### SOURCE TEXT

When I picked up my car, the rental agent said, "Sorry, I don't have the size of car you requested, so I have to give you something a little bigger." It turned out to be a Skoda Superb (made by my favorite up-and-coming Czech automaker) and was literally at least double the size of the car I'd reserved. You could fit our Norwegian rental car in the backseat, and have room left for a Smart Car in the trunk. While it was nice to have essentially a luxury sedan for the trip, it was sometimes challenging to nudge my tank through narrow mountain roads and tight city parking garages.
The car came with a GPS system that spoke in a buttoned-down British voice. I developed a real love-hate relationship with the GPS guy, who occasionally saved me tons of time and stress, but more than once steered me very wrong. Like an over-earnest navigator desperate to make a good impression, Mr. GPS periodically suggested bizarre and impractical routings. On our first day together, he sent me up narrow mountain roads (in some cases, ones I wasn't sure I was legally allowed to drive), where I dodged cows and looked longingly down at the big, fast highway in the valley just below. (I'm guessing my GPS wanted to treat me to the "scenic" route. Yeah, thanks.)
On another occasion, I drove halfway across the country (from Gruyeres to Appenzell) at rush hour, hitting big traffic jams around Bern and Zürich. In order to "help" me avoid traffic on the Bern outerbelt, my GPS directed me to an exit to take surface roads through the city. Little did I know that he planned to send me straight through the heart of downtown. He was as confused as I was... "Turn left in 100 meters. Turn left now. No! Wait! Please make a U-turn if possible." As I found myself doing a three-point turn right in front of the Bern train station, trying to ignore the bewildered stares of rush-hour commuters, I decided that Mr. GPS was on thin ice.

######
### INFORMATION PROVIDED

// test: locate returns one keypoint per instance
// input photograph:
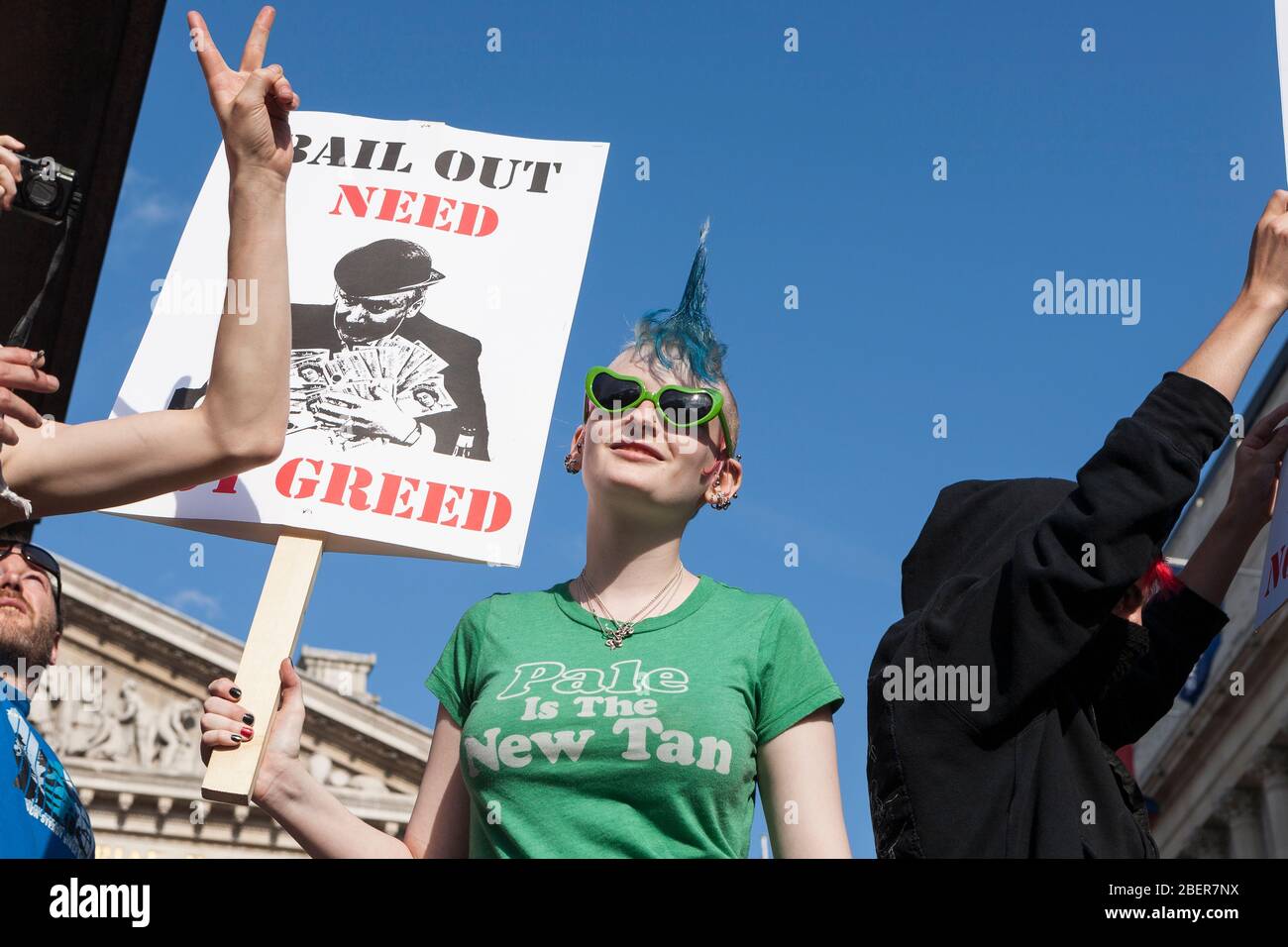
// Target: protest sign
(433, 279)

######

» REQUIRED TASK 1: In the account of the rental car and its GPS, what kind of voice did the GPS system speak in?
» REQUIRED TASK 2: Carry on the account of the rental car and its GPS from the point where it ends.

» FINAL RESULT 1: A buttoned-down British voice.

» FINAL RESULT 2:
My increasing wariness proved useful a few days later, when — on the way from St. Moritz to Lugano via Italy's Lake Como — I realized Mr. GPS had just directed me right past the Lugano turnoff. Hitting the brakes and checking the map, I figured out he was aiming to send me on the freeway, then on a ferry across the lake. I stuck with the slower roads on the correct side of the lake, and got in an hour earlier. (It reminded me of a recent news item, in which a Swedish couple touring Italy mistyped "Capri" as "Carpi" — and wound up several hundred miles from their intended destination.) The lesson: GPS is only useful in conjunction with a good map and some common sense.
The GPS guy would talk right over any music I was listening to. This created some odd duets. One time, listening to Janis Joplin on the radio, I heard, "Come on, take another little piece of my heart, now, baby... Please make a U-turn if possible."
Pondering why I'm so fixated on my GPS experiences, I realize it's probably because Mr. GPS was my main company for a few days. Now that he's pestering some other driver, I kind of miss him.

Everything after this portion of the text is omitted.